To be done: Edit the entries starting at the line that contains "rod in the image above." and ending at the line that contains "127;268;140;279", replacing "Annotation task" with "Labeling task" and leaving everything else unchanged. Give back only those lines.

(Stored items from a collection)
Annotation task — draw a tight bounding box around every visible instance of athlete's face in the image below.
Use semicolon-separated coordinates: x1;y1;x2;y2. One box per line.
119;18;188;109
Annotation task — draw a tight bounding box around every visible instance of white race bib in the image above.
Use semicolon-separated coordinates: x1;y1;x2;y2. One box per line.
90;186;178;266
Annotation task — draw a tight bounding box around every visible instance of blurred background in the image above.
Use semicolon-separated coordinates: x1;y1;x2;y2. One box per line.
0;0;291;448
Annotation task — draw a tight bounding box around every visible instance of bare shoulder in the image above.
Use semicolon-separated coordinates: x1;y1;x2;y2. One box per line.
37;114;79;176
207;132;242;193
--
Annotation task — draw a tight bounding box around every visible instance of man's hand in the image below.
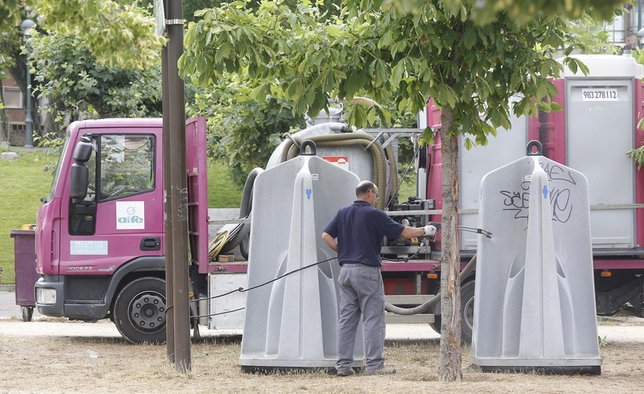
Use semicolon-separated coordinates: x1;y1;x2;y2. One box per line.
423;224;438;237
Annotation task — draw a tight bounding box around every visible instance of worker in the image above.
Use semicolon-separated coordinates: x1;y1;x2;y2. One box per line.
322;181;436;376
...
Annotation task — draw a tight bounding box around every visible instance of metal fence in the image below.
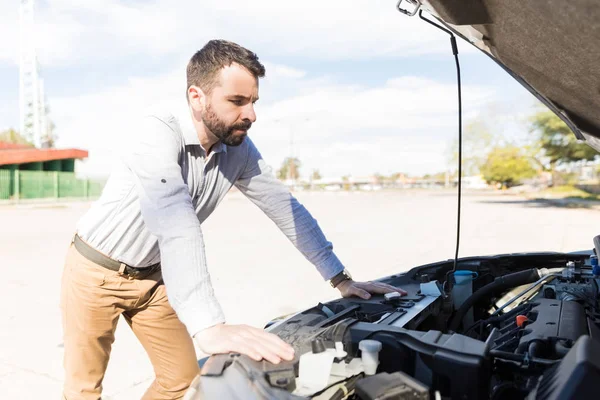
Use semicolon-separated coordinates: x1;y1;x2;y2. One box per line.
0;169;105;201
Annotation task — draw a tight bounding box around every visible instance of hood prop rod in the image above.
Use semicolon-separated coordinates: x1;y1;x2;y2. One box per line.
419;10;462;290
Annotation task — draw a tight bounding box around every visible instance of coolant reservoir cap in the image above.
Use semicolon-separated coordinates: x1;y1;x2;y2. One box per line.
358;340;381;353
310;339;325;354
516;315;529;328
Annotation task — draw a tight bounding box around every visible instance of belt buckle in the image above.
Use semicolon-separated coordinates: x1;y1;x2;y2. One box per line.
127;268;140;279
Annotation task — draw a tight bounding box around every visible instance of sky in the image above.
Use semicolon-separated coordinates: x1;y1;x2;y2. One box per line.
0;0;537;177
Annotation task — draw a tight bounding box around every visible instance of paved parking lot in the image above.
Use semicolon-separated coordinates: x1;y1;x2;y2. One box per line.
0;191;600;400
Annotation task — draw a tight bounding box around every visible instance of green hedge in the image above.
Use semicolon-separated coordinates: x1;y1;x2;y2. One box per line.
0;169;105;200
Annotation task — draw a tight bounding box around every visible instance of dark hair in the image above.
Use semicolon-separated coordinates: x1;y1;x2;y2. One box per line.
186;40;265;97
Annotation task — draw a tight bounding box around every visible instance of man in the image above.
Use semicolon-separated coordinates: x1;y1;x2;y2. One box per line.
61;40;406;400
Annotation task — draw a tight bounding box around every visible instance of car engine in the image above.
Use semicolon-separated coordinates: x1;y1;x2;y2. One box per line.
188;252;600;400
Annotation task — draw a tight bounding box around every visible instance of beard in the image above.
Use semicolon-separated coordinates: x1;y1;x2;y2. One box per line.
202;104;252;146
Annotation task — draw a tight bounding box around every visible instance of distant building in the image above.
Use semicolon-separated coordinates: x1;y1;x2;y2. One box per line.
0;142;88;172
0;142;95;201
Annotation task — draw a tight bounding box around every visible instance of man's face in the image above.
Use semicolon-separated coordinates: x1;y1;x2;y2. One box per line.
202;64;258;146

Expected output:
Labeling task — draw a tight bounding box around every visible instance of hood prop rod in the image above.
Use semicolon-separated coordinates: x1;y1;x2;y2. One box per line.
419;10;462;290
Labeling task — draw a tight bounding box around every visible instance of coolant reservoir cap in the image above.
Use semicolon-separated coordinates: x1;y1;x2;y2. One box per line.
358;340;381;353
310;339;325;354
516;315;529;328
Labeling task — draw a tight bounding box around every visible instance of belt buckle in the image above.
Use semicolon-separated coordinates: x1;y1;x2;y2. One box per line.
127;268;140;279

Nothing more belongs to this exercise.